THE EXERCISE: Substitute "striped scarf" for "polka dot skirt" wherever it occurs in the rows below, and reproduce everything else unchanged.

RECORDS FOR THE EXERCISE:

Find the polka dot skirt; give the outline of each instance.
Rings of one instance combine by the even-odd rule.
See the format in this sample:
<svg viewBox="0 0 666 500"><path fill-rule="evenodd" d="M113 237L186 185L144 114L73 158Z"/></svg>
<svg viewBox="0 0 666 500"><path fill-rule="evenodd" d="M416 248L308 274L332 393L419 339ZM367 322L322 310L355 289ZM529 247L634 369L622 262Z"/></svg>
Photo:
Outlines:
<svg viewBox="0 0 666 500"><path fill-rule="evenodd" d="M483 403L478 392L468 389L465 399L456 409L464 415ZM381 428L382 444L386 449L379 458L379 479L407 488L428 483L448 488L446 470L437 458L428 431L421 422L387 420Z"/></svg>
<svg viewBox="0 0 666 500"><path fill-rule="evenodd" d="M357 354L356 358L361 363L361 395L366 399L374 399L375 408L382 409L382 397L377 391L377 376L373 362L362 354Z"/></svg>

REPLY:
Find the striped scarf; give the outline of each instance.
Rings of one instance combine by the even-odd rule.
See the format in this sample:
<svg viewBox="0 0 666 500"><path fill-rule="evenodd" d="M113 237L186 185L144 114L73 158Z"/></svg>
<svg viewBox="0 0 666 500"><path fill-rule="evenodd" d="M416 248L308 274L332 393L419 339ZM367 322L322 310L355 289ZM529 247L634 369L622 262Z"/></svg>
Photo:
Outlines:
<svg viewBox="0 0 666 500"><path fill-rule="evenodd" d="M483 403L478 392L468 389L465 399L456 409L464 415ZM381 428L382 444L386 449L379 458L379 479L407 488L428 483L448 488L446 470L437 458L428 431L421 422L387 420Z"/></svg>
<svg viewBox="0 0 666 500"><path fill-rule="evenodd" d="M357 354L356 358L361 363L361 395L366 399L374 399L375 408L382 409L382 397L377 391L377 376L373 362L362 354Z"/></svg>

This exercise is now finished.